### Stated problem
Reproduce verbatim the lines of the entries below, beginning with the line that contains "Would you be willing to mark the dirt" and continuing through the line that contains "column 156, row 42".

── Input material

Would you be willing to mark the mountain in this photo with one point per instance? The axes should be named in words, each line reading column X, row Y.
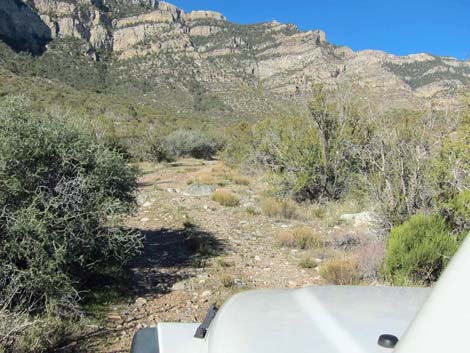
column 200, row 62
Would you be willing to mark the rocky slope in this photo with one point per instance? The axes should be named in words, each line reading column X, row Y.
column 219, row 65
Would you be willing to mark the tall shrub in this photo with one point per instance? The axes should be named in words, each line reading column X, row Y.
column 419, row 249
column 61, row 198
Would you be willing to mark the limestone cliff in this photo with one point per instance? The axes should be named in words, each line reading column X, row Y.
column 156, row 43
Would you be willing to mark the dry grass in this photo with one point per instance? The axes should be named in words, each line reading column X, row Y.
column 225, row 198
column 301, row 237
column 341, row 271
column 221, row 175
column 208, row 179
column 276, row 208
column 307, row 262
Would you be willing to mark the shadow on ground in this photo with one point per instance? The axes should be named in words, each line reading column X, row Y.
column 170, row 256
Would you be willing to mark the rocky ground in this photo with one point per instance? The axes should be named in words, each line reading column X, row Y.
column 198, row 252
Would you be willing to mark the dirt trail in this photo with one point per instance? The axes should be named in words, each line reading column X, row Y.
column 198, row 252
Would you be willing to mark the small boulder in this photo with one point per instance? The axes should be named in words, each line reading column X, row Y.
column 199, row 190
column 362, row 218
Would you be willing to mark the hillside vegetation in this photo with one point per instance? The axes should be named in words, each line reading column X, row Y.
column 153, row 161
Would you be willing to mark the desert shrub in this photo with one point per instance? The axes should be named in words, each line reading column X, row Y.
column 187, row 143
column 341, row 271
column 370, row 255
column 225, row 198
column 419, row 249
column 241, row 146
column 301, row 237
column 279, row 208
column 61, row 194
column 457, row 212
column 399, row 157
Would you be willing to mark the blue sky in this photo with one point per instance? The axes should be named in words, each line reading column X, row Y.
column 397, row 26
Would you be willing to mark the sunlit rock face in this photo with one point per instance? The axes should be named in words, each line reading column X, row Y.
column 156, row 42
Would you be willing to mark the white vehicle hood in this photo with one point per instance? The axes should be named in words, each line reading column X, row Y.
column 311, row 319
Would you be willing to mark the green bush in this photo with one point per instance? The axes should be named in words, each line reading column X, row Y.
column 419, row 249
column 187, row 143
column 61, row 197
column 457, row 212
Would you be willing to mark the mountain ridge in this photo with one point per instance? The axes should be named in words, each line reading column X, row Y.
column 221, row 66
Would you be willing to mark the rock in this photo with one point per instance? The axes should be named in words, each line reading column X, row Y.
column 362, row 218
column 178, row 286
column 141, row 301
column 114, row 317
column 206, row 294
column 199, row 190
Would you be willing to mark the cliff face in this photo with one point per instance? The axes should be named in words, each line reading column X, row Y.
column 22, row 28
column 155, row 42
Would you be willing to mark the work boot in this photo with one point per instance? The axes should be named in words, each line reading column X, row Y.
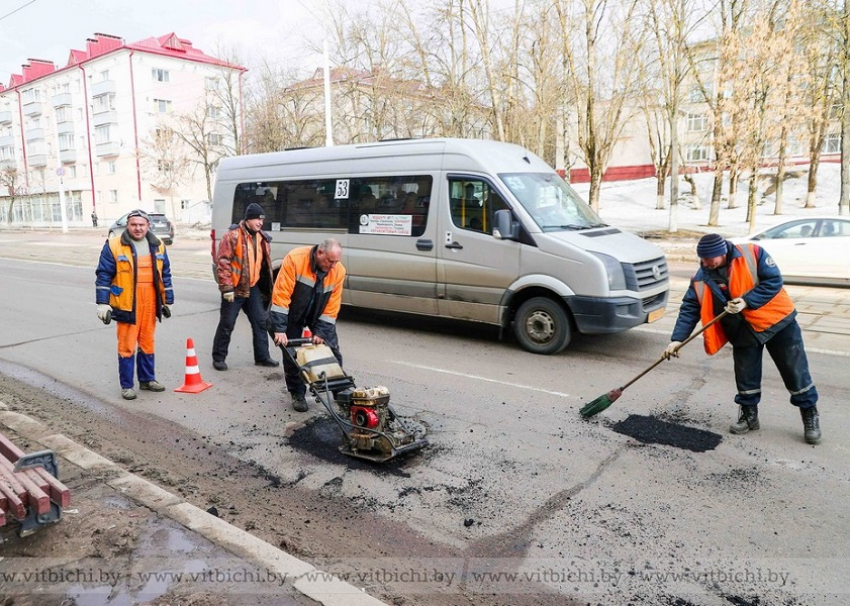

────

### Response to the task
Would you be willing to mark the dirt trail in this photo with one point per instance? The axes should be named in words, each line reading column X, row Y.
column 198, row 252
Would you be willing to mark the small boulder in this photo with one point per instance? The axes should be named in words, each line reading column X, row Y.
column 199, row 190
column 362, row 218
Would you be willing to mark the hillside vegetation in this photo with one point per instance? The axes should be named in words, each line reading column X, row Y.
column 153, row 161
Would you be willing to mark the desert shrub in this photo with one point per instance? The axes should be named in words, each line reading column X, row Y.
column 187, row 143
column 341, row 271
column 370, row 255
column 225, row 198
column 419, row 249
column 241, row 146
column 301, row 237
column 279, row 208
column 61, row 194
column 457, row 212
column 399, row 157
Would you be willing to mark the blue sky in this photo with one point per instance? The axes should be named in words, each line reading column X, row Y.
column 397, row 26
Would you be willing to mark the sunlit rock face in this photo with one point per instance? The axes should be named in words, each line reading column X, row Y.
column 156, row 42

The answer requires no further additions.